The Braves go for something they haven’t managed in over a decade.
Over the medium-term arc of baseball history, the Braves’ experience in San Diego has been a weird one. Between 2012 and 2018, trips to Petco Park were a horror-show, full of incipient collapses, walk-off losses, and a complete dearth of series wins. This was perhaps some kind of cosmic rebalancing for the fact that between 2007 and 2011, the Braves never lost a series in San Diego. However, even with that prior run of success, a sweep proved elusive: you have to go back to 2006, when the Braves actually made two separate trips to Petco Park, to find a sweep. That sweep, too, came in the first series after the All-Star Break, so perhaps the baseball syzygy is in place once again.

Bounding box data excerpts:

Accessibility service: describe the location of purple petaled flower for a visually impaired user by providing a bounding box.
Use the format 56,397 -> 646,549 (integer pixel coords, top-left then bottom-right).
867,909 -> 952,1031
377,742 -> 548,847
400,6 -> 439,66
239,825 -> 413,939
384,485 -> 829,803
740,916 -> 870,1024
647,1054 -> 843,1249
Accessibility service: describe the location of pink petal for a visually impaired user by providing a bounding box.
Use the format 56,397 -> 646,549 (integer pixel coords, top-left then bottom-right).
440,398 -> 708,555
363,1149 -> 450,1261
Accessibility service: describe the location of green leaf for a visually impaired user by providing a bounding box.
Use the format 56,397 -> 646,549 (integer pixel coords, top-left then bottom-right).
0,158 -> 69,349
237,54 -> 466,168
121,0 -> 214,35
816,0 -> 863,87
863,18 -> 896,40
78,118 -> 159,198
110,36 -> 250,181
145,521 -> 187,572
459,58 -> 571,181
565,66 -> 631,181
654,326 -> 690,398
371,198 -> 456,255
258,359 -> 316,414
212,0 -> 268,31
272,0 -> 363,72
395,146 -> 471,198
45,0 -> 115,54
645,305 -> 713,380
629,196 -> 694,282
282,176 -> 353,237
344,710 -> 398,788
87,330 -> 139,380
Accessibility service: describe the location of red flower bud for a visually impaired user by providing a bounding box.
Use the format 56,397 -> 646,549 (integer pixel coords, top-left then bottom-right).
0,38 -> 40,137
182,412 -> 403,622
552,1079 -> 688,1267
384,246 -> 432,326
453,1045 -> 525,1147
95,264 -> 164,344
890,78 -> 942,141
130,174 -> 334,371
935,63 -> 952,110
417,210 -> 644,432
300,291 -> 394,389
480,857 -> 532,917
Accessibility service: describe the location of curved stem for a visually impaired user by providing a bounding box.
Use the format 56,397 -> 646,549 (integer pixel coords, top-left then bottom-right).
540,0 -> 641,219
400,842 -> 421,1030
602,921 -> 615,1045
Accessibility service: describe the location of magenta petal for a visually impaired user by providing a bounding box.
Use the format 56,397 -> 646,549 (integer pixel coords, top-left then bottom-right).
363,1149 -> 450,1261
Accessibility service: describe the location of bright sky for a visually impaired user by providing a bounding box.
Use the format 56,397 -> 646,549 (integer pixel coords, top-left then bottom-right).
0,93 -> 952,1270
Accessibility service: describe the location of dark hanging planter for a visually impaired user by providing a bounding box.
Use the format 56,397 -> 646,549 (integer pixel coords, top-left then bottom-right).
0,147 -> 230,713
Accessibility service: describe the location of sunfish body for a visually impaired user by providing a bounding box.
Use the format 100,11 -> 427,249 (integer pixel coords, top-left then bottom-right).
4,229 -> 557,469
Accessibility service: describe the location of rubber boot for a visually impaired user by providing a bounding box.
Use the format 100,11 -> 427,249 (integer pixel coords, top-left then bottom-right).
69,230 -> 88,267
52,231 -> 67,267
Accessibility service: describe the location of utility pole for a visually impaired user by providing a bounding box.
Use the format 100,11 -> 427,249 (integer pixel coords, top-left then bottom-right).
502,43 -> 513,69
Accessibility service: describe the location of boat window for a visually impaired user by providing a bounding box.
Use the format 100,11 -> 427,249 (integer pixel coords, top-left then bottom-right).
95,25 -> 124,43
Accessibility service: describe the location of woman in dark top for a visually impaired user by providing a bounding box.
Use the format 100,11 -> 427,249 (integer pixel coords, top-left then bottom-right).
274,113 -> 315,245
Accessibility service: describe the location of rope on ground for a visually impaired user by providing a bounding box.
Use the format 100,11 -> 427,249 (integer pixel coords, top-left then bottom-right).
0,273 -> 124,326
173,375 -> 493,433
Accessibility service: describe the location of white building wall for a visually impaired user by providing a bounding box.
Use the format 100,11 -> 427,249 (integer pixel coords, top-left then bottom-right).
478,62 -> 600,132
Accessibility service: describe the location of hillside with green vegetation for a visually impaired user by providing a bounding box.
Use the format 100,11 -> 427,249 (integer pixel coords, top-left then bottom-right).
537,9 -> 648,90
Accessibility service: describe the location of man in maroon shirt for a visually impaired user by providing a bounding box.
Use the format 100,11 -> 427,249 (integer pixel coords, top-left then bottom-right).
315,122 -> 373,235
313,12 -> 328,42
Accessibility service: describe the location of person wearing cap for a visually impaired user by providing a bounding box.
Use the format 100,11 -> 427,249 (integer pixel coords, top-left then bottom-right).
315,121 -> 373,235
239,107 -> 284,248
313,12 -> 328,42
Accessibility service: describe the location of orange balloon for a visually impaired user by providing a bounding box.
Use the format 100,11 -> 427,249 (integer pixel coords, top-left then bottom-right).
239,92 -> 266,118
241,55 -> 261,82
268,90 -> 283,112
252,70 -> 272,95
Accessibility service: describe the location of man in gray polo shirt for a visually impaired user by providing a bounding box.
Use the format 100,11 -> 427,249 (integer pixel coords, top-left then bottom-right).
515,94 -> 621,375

> [WHAT IS EXPECTED] Please write out the text about the Braves in San Diego word for word, everything from "Over the medium-term" down to "place once again.".

> [COMPLETE ANSWER]
Over the medium-term arc of baseball history, the Braves’ experience in San Diego has been a weird one. Between 2012 and 2018, trips to Petco Park were a horror-show, full of incipient collapses, walk-off losses, and a complete dearth of series wins. This was perhaps some kind of cosmic rebalancing for the fact that between 2007 and 2011, the Braves never lost a series in San Diego. However, even with that prior run of success, a sweep proved elusive: you have to go back to 2006, when the Braves actually made two separate trips to Petco Park, to find a sweep. That sweep, too, came in the first series after the All-Star Break, so perhaps the baseball syzygy is in place once again.